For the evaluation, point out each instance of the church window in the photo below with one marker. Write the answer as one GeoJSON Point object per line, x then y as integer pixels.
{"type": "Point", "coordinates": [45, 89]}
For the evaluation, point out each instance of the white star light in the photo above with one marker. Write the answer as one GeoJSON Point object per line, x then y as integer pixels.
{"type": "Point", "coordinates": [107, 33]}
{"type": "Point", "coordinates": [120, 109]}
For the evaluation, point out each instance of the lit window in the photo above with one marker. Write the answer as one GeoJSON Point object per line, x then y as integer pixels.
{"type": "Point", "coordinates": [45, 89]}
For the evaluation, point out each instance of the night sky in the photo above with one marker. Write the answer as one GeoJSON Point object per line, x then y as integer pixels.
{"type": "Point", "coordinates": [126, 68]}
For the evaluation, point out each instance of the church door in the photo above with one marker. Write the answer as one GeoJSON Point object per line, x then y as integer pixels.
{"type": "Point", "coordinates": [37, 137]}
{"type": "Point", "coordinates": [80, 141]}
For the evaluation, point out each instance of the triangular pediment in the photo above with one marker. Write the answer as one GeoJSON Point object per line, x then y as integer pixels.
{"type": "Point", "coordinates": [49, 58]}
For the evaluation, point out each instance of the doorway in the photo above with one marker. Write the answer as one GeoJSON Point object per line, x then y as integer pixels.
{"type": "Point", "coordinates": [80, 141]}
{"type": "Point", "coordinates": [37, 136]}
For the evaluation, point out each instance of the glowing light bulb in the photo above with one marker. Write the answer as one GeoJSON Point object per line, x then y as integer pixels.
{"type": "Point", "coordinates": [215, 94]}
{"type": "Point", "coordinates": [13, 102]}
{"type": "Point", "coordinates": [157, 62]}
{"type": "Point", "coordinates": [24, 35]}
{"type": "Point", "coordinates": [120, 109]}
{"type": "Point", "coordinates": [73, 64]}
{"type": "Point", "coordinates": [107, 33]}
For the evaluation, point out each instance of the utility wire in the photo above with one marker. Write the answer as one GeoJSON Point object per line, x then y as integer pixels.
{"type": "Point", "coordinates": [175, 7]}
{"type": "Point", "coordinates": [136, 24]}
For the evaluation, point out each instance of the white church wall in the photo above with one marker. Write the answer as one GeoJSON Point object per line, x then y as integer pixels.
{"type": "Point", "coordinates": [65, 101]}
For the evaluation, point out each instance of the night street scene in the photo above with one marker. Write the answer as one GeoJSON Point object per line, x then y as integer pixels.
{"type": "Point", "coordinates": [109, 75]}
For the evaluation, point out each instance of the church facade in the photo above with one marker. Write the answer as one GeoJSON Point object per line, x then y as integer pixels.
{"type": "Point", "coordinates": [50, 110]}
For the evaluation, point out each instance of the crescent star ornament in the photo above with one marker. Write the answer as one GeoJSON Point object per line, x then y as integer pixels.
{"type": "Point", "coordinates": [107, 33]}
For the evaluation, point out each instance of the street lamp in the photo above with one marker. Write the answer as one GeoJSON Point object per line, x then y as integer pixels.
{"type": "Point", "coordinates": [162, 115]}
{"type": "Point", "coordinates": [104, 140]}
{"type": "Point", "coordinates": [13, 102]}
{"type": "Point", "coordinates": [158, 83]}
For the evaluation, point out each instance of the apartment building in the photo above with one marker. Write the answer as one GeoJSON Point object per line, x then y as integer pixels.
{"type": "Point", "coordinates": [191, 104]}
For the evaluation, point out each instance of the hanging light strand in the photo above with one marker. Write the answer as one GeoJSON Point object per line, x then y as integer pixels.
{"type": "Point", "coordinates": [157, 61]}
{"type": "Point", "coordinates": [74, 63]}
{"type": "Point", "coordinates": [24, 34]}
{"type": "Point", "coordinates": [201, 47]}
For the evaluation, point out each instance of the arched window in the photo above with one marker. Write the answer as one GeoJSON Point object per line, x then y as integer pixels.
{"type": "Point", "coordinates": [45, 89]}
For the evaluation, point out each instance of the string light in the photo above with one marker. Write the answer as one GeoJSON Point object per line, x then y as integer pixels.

···

■ **THE REQUEST**
Each line from the one containing "For the evaluation, point out each instance of the night street" through the end of the entries, both included, is to be returned exactly, with no other lines.

■ **ANSWER FOR THIS EXERCISE**
For the evaluation, point out each instance of the night street scene in the photo above with one marker. Write the answer as one GeoJSON Point object per line, x then y as integer pixels.
{"type": "Point", "coordinates": [109, 75]}
For the evaluation, point out each instance of the church facade in the photo above with one marker. Write the answer as one GeoJSON Point object per line, x then y as integer pixels.
{"type": "Point", "coordinates": [50, 110]}
For the evaluation, point out each instance of the crescent star ornament in the photo above with one marker. Write the answer as one GeoJSON Point object per line, x then y as integer pixels.
{"type": "Point", "coordinates": [107, 33]}
For the evaluation, point out each instance of the street lamp in the photo above with one marker. Write the answer as one GeoJSON Point object per line, x then y as integer pixels.
{"type": "Point", "coordinates": [162, 115]}
{"type": "Point", "coordinates": [104, 140]}
{"type": "Point", "coordinates": [13, 102]}
{"type": "Point", "coordinates": [158, 83]}
For the evaluation, point out each instance of the apartment building in the photo above with one marker. Write the answer as one GeoJSON Point object per line, x then y as integer pixels.
{"type": "Point", "coordinates": [191, 104]}
For the evaluation, point out each instance of the hanging light strand in the photo above with one marker. Write the answer as one GeoJSON Point object per line, x then y as integer pixels.
{"type": "Point", "coordinates": [157, 61]}
{"type": "Point", "coordinates": [74, 63]}
{"type": "Point", "coordinates": [24, 34]}
{"type": "Point", "coordinates": [201, 47]}
For the evaluation, point out each instance of the arched window in the photo above with one marker. Write the answer as one GeoJSON Point object per line, x then y as integer pixels.
{"type": "Point", "coordinates": [45, 89]}
For the evaluation, point out each instance of the string light in the photo above with one marker. Write the answer as one GeoJSON Point object per line, x then y as integer pixels.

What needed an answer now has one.